### WHAT YOU HAVE TO DO
Copy every one of the entries below word for word, changing nothing.

### RECORDS FOR THIS EXERCISE
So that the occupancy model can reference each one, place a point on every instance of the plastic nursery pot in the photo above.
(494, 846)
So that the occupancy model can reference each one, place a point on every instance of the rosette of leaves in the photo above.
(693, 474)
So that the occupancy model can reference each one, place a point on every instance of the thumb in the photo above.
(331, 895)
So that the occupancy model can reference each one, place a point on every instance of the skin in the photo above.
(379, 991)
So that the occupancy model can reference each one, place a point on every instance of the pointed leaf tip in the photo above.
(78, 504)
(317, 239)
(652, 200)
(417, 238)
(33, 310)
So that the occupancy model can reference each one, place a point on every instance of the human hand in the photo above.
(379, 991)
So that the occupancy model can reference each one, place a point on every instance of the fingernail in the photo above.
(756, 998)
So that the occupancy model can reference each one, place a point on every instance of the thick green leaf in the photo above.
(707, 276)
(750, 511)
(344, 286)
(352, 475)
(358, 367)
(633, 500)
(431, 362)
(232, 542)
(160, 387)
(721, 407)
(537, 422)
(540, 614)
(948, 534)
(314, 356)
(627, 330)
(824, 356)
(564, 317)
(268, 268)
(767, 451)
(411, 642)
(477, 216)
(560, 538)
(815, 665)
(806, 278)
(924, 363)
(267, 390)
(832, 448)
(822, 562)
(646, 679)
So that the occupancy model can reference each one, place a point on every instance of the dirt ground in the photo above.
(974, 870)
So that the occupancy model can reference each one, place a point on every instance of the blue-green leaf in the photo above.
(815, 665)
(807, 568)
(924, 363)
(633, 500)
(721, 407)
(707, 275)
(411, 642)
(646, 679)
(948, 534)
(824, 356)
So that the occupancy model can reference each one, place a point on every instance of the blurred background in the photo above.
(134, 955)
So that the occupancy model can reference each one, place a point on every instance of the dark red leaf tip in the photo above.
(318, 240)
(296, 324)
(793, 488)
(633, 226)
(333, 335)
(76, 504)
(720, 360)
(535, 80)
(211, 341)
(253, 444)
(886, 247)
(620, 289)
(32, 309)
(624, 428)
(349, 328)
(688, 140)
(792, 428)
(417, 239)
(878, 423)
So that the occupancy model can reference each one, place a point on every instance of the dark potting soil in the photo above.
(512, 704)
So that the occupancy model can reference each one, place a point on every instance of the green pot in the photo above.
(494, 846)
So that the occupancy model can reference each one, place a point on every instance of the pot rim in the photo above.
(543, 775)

### COMPLETE ANSWER
So that the occupancy model can reference each one, place a point on every instance of the plastic nursery pot in the photo above.
(494, 846)
So that the occupancy model can reference each one, place a point on every instance of the rosette of leaves in the photo above.
(693, 474)
So that the occupancy model can reference each one, place a point on every instance of the thumb in the photo above.
(331, 895)
So that the occupancy model can reference each one, place a point on every instance of the skin in the photo above.
(379, 991)
So that the occupancy model can reference each one, place a point on every instance of the pointed leaf tip in the photo above.
(78, 504)
(317, 239)
(652, 200)
(417, 238)
(33, 310)
So that the occupancy model can reference each one, place a point on every instance of the human hand in the photo above.
(379, 991)
So that the occupancy model can reference each one, place a point on every instance of the fingernail in the photo above.
(756, 998)
So that the occupancy model can reference each one, place a point on every instance of the thick green leaf in the photo above.
(707, 276)
(750, 511)
(344, 286)
(352, 475)
(358, 367)
(633, 500)
(431, 362)
(232, 542)
(160, 387)
(721, 407)
(537, 422)
(540, 614)
(948, 534)
(314, 356)
(627, 330)
(824, 356)
(564, 317)
(268, 268)
(767, 451)
(411, 642)
(477, 216)
(560, 538)
(815, 665)
(806, 278)
(924, 363)
(267, 390)
(832, 448)
(822, 562)
(646, 679)
So that the occupancy model can reference each one, place a point on every instance of the dirt ground in the photo above.
(974, 870)
So that the occupancy model can reference each one, place a point on every instance of the blue-green leaf in the photo above.
(815, 665)
(807, 568)
(924, 363)
(633, 500)
(721, 407)
(707, 275)
(411, 642)
(646, 679)
(948, 534)
(824, 356)
So that the occupancy model can reference each one, place a point on every instance of the blurred background in the photo above.
(134, 955)
So that the occupancy model can reference each one, place a point on every instance of the dark red leaf tip in the photo above.
(318, 240)
(296, 324)
(793, 488)
(633, 226)
(333, 335)
(76, 504)
(720, 360)
(535, 80)
(211, 341)
(253, 444)
(886, 247)
(620, 289)
(32, 309)
(624, 428)
(349, 328)
(688, 140)
(792, 428)
(417, 239)
(878, 423)
So that the occupancy model can reference each one, place a point on every instance of the dark potting soil in the photo above.
(512, 704)
So that the occupancy model can reference each one, place a point on every instance of the green pot in the photo above.
(494, 846)
So that the occupancy model can reference each one, place a point on every instance of the pot rim in the photo above.
(543, 775)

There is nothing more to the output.